# Texto dado
:::
Quizá sea una exageración, pero éste es precisamente el caso de quien escribe estas líneas.

EL PIBE MATERIA

Tal vez por pudor, tal vez por temor a la sanción moral de mi madre o de mi familia materna —otro estilo, otro origen, otras pretensiones en un hogar de inmigrantes italianos dedicados a actividades más sedentarias o “decentes”—, la cuestión es que don Samuel Baigorria se las arregló para ocultar durante casi cincuenta años su iniciación a la trashumancia. Incluso cuando su único hijo se fue de casa a recorrer el mundo, el viejo se quedó callado.

—Cuando era muchacho, yo también anduve bastante por la provincia— decía apenas, cada vez que yo regresaba y le contaba mis anécdotas de viaje—. Y si no fuera por tu madre, hubiera andado mucho más.

De modo que me acostumbré a verlo como un hombre que no se atrevió a aventurarse por ahí porque su mujer no quería. Mis viajes a dedo por América, desde la Argentina hasta Canadá; constantes cambios de lugar de residencia, de México a España, pasando por Estados Unidos e Italia; mudanzas de trabajo, entre el periodismo, la artesanía y la agricultura de subsistencia; cambios de vínculos, de parejas, de amigos, de proyectos…, todo mi deambular por el mundo se me antojó una ruptura con el hogar paterno. Nunca —hasta que di los primeros pasos en la investigación que me llevó a escribir este libro— se me había ocurrido que los quince años que pasé con la mochila a la espalda podían ser en parte herencia, continuidad, extensión de un proyecto inconcluso.

Sólo al sentirse legitimado por mi propio interés, él se animó a hablar de su experiencia. Recuerdo que cuando le comenté acerca de mis primeras lecturas sobre los crotos —gracias a las incitaciones de Ana María Ordóñez y Pedro Ribeiro, organizadores de un grupo de rescate de la figura del croto histórico—, se pasó una mano sobre la calva y asintió varias veces con la cabeza antes de decir:

—Yo te puedo contar muchas cosas… Cuando era pibe anduve varios años entre los crotos.

Pronto aprendí que “andar entre los crotos” significa que él mismo fue croto; que viajó en trenes de carga por las provincias de Buenos Aires y Santa Fe; que trabajó en las juntadas de maíz, papa, batata y otras cosechas cuando pudo; que pidió o robó si hizo falta; y que durmió a la intemperie muchas veces. Todo esto fue saliendo de a poquito, entre mate y mate, mientras crecían mis primeros borradores sobre esta subcultura.

—Leí en algún lugar que a los crotos de antes no se les conocía por el nombre sino por un apodo— le comento un día—. ¿A vos cómo te llamaban?

—El Pibe Materia— responde mi viejo—. El apodo me lo puso un croto ladrón que llamaban el “Petiso Entrerriano”, porque resulta que yo tenía otitis crónica y el oído me supuraba. Entonces el Entrerriano decía que por ahí se me estaba escapando la materia gris. Así me quedó ese nombre.
:::
# Tarea a realizar
Del relato sobre los crotos, vuelve a escribir sin cambiar nada todo lo que va desde "Tal vez por pudor, tal" hasta "andado mucho más.".

# Datos guardados
:::
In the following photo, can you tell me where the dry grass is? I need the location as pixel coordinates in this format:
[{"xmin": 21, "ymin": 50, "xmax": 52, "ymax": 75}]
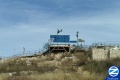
[{"xmin": 0, "ymin": 53, "xmax": 120, "ymax": 80}]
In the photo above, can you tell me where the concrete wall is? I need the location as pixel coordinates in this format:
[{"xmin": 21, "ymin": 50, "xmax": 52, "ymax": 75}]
[
  {"xmin": 92, "ymin": 48, "xmax": 109, "ymax": 61},
  {"xmin": 110, "ymin": 49, "xmax": 120, "ymax": 58}
]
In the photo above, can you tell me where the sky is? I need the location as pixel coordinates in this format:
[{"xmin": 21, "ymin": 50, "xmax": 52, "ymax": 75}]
[{"xmin": 0, "ymin": 0, "xmax": 120, "ymax": 56}]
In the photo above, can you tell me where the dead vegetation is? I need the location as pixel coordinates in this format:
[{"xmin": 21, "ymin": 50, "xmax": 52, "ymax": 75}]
[{"xmin": 0, "ymin": 52, "xmax": 117, "ymax": 80}]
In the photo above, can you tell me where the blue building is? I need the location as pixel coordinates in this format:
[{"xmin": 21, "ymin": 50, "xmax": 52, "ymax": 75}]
[{"xmin": 49, "ymin": 35, "xmax": 77, "ymax": 53}]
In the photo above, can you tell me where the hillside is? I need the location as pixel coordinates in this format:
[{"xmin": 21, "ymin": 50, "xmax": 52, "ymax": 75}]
[{"xmin": 0, "ymin": 52, "xmax": 120, "ymax": 80}]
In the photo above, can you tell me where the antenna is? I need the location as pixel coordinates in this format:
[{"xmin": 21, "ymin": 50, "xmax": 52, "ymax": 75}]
[{"xmin": 57, "ymin": 29, "xmax": 62, "ymax": 35}]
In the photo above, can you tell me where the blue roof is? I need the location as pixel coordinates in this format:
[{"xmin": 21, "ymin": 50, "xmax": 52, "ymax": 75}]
[{"xmin": 50, "ymin": 35, "xmax": 70, "ymax": 42}]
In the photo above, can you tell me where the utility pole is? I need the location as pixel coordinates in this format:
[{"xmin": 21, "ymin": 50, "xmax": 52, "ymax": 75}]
[
  {"xmin": 57, "ymin": 29, "xmax": 62, "ymax": 46},
  {"xmin": 76, "ymin": 31, "xmax": 79, "ymax": 47}
]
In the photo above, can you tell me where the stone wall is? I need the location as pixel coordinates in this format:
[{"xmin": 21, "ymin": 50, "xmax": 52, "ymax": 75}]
[
  {"xmin": 92, "ymin": 48, "xmax": 120, "ymax": 61},
  {"xmin": 92, "ymin": 48, "xmax": 109, "ymax": 61}
]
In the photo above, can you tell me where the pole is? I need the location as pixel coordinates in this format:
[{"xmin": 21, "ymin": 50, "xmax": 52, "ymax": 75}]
[{"xmin": 76, "ymin": 31, "xmax": 79, "ymax": 47}]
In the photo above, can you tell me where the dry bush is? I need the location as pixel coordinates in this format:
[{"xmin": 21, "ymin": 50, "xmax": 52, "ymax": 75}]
[{"xmin": 74, "ymin": 53, "xmax": 88, "ymax": 66}]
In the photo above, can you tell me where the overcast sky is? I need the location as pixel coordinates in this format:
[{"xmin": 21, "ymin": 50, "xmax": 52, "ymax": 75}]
[{"xmin": 0, "ymin": 0, "xmax": 120, "ymax": 56}]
:::
# Respuesta
Tal vez por pudor, tal vez por temor a la sanción moral de mi madre o de mi familia materna —otro estilo, otro origen, otras pretensiones en un hogar de inmigrantes italianos dedicados a actividades más sedentarias o “decentes”—, la cuestión es que don Samuel Baigorria se las arregló para ocultar durante casi cincuenta años su iniciación a la trashumancia. Incluso cuando su único hijo se fue de casa a recorrer el mundo, el viejo se quedó callado.

—Cuando era muchacho, yo también anduve bastante por la provincia— decía apenas, cada vez que yo regresaba y le contaba mis anécdotas de viaje—. Y si no fuera por tu madre, hubiera andado mucho más.